▸ DEINE AUFGABE
Von welcher Art Regierung sprach Tobias R. laut dem Seitenauszug über den Anschlag von Hanau in den Videos und Pamphleten auf seiner Website?

▸ SEITENAUSZUG
────────────────────────────────────────

Der Anschlag von Hanau setzt die Serie rechtsextremistischer Morde in Deutschland fort. Die Ideologie des mutmaßlichen Täters Tobias R. weist deutliche Parallelen zu an anderen Rechtsextremen auf. Das ist kein Zufall: Die rechte Szene organisiert sich, vor allem über soziale Plattformen und Internet-Foren. 

 

von Lina Paulitsch

 

 

Tobias R. richtete seine Botschaften an die ganze Welt. In Videos und Pamphleten auf seiner Website sprach er von einer „Schattenregierung“: Eine kleine Elite verfüge über den gesamten Planeten und verstecke Geheimwissen vor der Bevölkerung. „Destruktive Rassen“ und Frauen bedrohten das deutsche Volk. 

 

Tobias R. war Verschwörungstheoretiker, in vielerlei Hinsicht entspricht er dem Täterprofil des „einsamen Wolfs“. Nichts deutet darauf hin, dass er in rechtsextremistischen Organisationen oder Parteien tätig war. Tobias R. war Einzeltäter, aber kein Einzelfall.

────────────────────────────────────────

(Einträge zur Beschriftung von Bildpositionen)
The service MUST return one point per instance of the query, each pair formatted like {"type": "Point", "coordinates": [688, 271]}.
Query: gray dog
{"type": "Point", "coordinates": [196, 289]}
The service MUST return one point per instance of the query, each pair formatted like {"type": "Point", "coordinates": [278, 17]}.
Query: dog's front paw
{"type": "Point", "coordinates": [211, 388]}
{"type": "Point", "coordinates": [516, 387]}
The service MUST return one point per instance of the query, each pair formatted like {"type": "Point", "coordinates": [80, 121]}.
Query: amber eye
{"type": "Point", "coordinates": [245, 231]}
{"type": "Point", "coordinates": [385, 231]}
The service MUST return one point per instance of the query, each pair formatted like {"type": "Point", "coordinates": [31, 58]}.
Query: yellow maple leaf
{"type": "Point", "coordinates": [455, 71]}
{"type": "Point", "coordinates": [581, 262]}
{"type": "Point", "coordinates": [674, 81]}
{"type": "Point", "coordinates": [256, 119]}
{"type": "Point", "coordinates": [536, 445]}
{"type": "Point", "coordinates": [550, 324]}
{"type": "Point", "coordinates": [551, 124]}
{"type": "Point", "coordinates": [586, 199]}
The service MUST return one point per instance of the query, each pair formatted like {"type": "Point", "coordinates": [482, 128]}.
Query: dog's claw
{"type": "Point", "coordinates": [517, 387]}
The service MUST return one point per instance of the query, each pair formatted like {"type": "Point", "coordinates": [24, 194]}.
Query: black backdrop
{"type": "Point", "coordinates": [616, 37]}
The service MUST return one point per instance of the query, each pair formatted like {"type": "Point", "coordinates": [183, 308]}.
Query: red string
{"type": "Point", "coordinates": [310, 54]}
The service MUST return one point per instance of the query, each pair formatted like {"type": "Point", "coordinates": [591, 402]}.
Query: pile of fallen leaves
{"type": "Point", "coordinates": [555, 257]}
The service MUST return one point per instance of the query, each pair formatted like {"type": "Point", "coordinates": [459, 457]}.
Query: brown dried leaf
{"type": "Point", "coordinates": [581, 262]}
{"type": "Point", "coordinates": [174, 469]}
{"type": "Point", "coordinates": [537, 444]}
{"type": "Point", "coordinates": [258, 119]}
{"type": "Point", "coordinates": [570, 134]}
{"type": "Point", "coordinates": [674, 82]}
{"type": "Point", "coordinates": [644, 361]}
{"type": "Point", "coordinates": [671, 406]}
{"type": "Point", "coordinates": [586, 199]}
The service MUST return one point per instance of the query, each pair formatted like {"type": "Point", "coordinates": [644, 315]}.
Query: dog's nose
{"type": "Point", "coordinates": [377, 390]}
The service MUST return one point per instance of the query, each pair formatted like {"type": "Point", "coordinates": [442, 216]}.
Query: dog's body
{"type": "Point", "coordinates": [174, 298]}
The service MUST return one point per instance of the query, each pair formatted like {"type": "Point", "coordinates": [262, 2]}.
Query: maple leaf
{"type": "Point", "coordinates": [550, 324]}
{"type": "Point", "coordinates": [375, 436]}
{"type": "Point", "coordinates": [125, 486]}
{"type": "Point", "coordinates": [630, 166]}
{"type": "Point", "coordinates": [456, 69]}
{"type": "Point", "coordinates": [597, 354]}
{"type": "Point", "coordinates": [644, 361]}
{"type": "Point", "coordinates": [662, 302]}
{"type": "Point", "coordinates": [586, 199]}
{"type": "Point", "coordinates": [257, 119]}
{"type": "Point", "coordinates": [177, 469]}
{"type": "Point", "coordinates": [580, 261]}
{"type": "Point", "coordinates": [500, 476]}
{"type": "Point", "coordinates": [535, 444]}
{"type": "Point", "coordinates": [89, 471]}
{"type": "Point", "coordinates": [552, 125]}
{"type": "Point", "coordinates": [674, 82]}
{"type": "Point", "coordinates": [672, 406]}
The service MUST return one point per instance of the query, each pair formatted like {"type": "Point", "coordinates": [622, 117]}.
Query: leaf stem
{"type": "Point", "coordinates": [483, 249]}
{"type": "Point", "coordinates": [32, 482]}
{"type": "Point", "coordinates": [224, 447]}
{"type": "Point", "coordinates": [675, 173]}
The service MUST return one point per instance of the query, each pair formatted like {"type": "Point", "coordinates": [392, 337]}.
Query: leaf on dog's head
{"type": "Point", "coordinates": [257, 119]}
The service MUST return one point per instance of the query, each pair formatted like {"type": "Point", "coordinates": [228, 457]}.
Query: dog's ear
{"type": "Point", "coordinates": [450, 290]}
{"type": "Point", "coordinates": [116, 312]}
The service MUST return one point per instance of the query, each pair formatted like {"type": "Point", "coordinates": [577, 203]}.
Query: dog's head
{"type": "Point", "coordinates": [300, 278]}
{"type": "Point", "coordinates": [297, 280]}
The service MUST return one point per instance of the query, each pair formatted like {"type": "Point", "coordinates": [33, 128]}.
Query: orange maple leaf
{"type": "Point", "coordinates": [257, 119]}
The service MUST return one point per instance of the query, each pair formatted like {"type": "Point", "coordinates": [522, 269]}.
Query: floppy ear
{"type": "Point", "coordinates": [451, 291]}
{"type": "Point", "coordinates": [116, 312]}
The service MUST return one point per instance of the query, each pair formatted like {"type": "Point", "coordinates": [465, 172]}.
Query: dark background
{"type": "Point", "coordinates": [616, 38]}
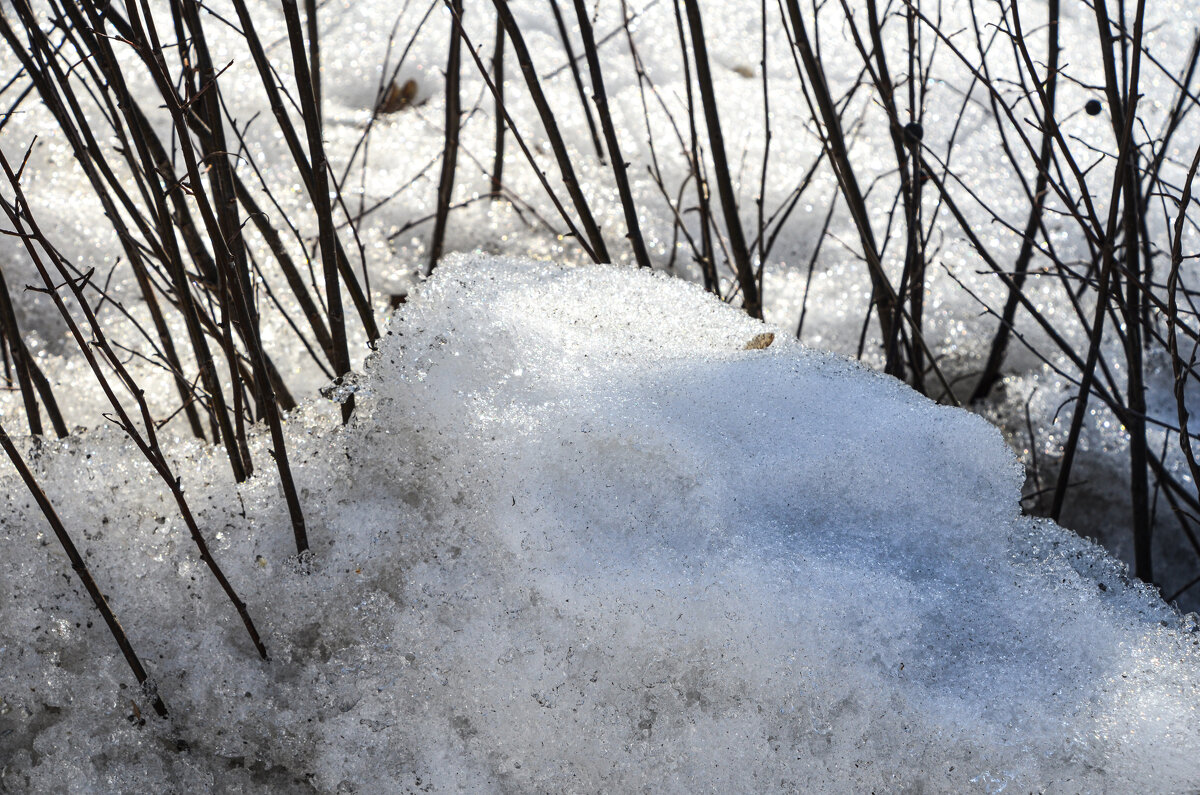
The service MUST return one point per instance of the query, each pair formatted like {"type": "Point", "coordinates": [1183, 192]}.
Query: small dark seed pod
{"type": "Point", "coordinates": [913, 132]}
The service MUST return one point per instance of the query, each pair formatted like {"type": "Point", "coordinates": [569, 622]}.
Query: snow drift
{"type": "Point", "coordinates": [580, 538]}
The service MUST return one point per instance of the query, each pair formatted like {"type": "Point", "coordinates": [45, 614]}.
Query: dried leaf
{"type": "Point", "coordinates": [396, 99]}
{"type": "Point", "coordinates": [760, 341]}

────────────────────────────────────────

▸ SCHRIFTLICHE ANTWORT
Von einer „Schattenregierung“.